**TASK DIRECTIONS**
Copy the listing below word for word, from start to end, leaving out the pictures.

Location labeling listing:
────────────────

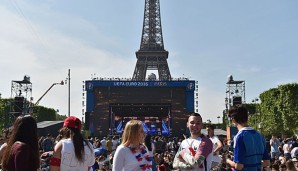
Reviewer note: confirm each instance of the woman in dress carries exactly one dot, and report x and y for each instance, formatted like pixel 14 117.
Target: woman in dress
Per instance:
pixel 132 154
pixel 22 152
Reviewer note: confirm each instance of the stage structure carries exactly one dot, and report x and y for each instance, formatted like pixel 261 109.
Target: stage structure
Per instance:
pixel 161 102
pixel 163 106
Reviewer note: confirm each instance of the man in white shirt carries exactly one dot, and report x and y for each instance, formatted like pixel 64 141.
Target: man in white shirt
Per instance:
pixel 195 152
pixel 217 146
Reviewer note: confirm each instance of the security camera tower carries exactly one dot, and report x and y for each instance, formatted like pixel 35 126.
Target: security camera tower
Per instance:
pixel 21 92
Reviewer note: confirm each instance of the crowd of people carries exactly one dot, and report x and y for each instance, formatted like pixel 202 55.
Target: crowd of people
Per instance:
pixel 135 150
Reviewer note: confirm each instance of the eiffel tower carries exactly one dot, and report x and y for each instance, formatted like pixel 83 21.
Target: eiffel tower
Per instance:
pixel 152 55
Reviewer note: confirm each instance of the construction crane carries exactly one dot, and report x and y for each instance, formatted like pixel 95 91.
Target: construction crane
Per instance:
pixel 37 102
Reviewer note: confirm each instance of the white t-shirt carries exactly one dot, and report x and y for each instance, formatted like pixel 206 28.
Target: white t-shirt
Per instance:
pixel 215 140
pixel 125 160
pixel 69 162
pixel 195 143
pixel 115 143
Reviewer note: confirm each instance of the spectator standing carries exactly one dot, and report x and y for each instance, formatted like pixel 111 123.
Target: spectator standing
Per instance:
pixel 151 150
pixel 131 154
pixel 109 144
pixel 22 153
pixel 47 143
pixel 115 143
pixel 195 153
pixel 217 146
pixel 73 152
pixel 104 143
pixel 249 145
pixel 274 144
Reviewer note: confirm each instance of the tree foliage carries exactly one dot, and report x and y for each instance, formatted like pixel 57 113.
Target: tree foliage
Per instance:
pixel 39 112
pixel 279 109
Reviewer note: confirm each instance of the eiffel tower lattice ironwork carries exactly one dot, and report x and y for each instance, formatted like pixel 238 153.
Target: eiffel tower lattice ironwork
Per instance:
pixel 152 55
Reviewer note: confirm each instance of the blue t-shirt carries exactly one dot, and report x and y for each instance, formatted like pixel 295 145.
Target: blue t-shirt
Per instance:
pixel 250 149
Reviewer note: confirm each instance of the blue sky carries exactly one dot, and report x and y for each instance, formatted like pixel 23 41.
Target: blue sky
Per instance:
pixel 255 41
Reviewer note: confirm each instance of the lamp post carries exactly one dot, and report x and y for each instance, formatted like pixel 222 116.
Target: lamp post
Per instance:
pixel 218 118
pixel 257 112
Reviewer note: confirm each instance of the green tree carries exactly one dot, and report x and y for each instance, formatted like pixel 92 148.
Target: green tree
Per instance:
pixel 279 109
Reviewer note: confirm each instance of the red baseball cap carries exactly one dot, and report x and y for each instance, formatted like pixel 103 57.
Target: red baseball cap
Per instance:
pixel 72 122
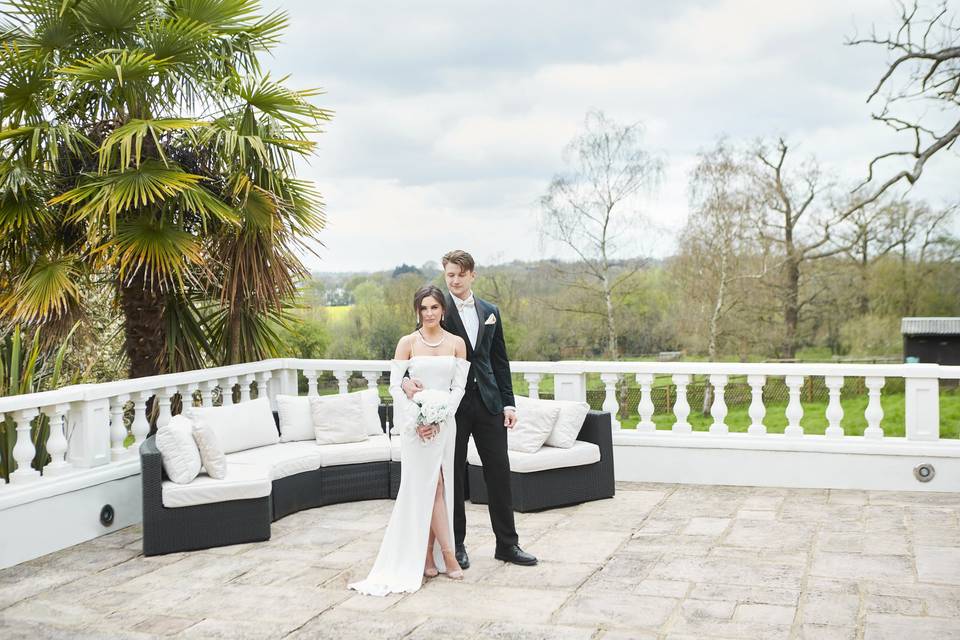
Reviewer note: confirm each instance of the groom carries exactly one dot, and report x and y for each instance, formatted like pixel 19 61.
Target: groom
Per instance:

────────────────

**SOLVED EXERCISE**
Reviewer note: confirm each instance of the woman in dress carries exactly one dot, and report x and y for each instance, formatted like pixel 14 117.
Target: woman in dress
Per instance:
pixel 132 154
pixel 22 152
Reviewer note: confirm each instance of the stage structure carries exactly one dot, and report x and y for each instance, formatted like pixel 261 109.
Target: stage structure
Per instance:
pixel 161 102
pixel 163 106
Reviewer note: confirm each instance of the man in white shirt carries exactly one dot, and report x and y for each instance, formatted like pixel 64 141.
Target: man in white shirt
Per instance:
pixel 195 152
pixel 217 146
Reviewer note: confirm each instance of the security camera tower carries exactly one dot, and report x and y for each instance, formatted like pixel 35 126.
Target: security camera tower
Per instance:
pixel 21 92
Reviewer note: confirm each instance of the crowd of people carries exactly one dot, and report x and y for each instance, formatted like pixel 202 55.
Target: crowd of people
Per instance:
pixel 135 150
Reviewer note: confirm each instance of the eiffel tower carries exactly one dot, and report x and y for each instance, formatted like pixel 83 21.
Target: eiffel tower
Per instance:
pixel 152 55
Reviewer note: confirm each instance of the construction crane carries exactly one dot, and report x and y for each instance, formatted like pixel 95 91.
Target: construction crane
Per instance:
pixel 37 102
Reviewer note: confirm each instance of the white t-shirt carries exactly one dot, and report x and y for each instance, formatted like pixel 206 28.
Target: white t-shirt
Per instance:
pixel 215 140
pixel 125 160
pixel 69 162
pixel 195 143
pixel 115 143
Reviewer note: confirm each instance of the spectator standing carries exactly one dot, and report x and y for each instance, formatted like pixel 111 123.
Target: spectator standing
Per instance:
pixel 151 150
pixel 131 154
pixel 109 144
pixel 22 153
pixel 47 143
pixel 115 143
pixel 195 153
pixel 217 146
pixel 73 152
pixel 104 143
pixel 249 145
pixel 274 144
Reviewer note: confirm each instance of the tree foliage carries exactly one dot, and report x and y for each instance, formatted like pixel 57 113.
Target: tree foliage
Per instance:
pixel 39 112
pixel 279 109
Reviewer note: confirm each instance of the eiffel tower lattice ironwork carries exactly one dot, and report x and y for each instance, formatted like pixel 238 153.
Target: eiffel tower lattice ironwork
Per instance:
pixel 152 55
Reviewer note: confirm each instance of the blue t-shirt carries exactly one dot, and report x and y for each instance, formatted like pixel 295 145.
Target: blue t-shirt
Per instance:
pixel 250 149
Reviewer note: confirm each instance of the blue sky carries exactly one dot, and report x and y for each instance, formatted like pixel 23 41.
Target: blue sky
Per instance:
pixel 255 41
Reviewer note: confirm each instance of the lamp post carries exactly one dot, and report x and y for each instance, formatted like pixel 222 116.
Target: lamp post
Per instance:
pixel 218 118
pixel 257 112
Reviewer note: confirm each instance of the green tree carries exactly one dot, and report x and y for each instance, formatted like pixel 92 148.
Target: green tree
Per instance:
pixel 279 109
Reviewer note: confirm each instance of the red baseball cap carries exactly one dot, and report x and y for each instance, formatted like pixel 103 57.
Target: red baseball cap
Per instance:
pixel 72 122
Reviewer note: confirm each instance of the groom carries exactly one dot, and report x and y for each instance, formatted like pixel 19 61.
Target: groom
Per instance:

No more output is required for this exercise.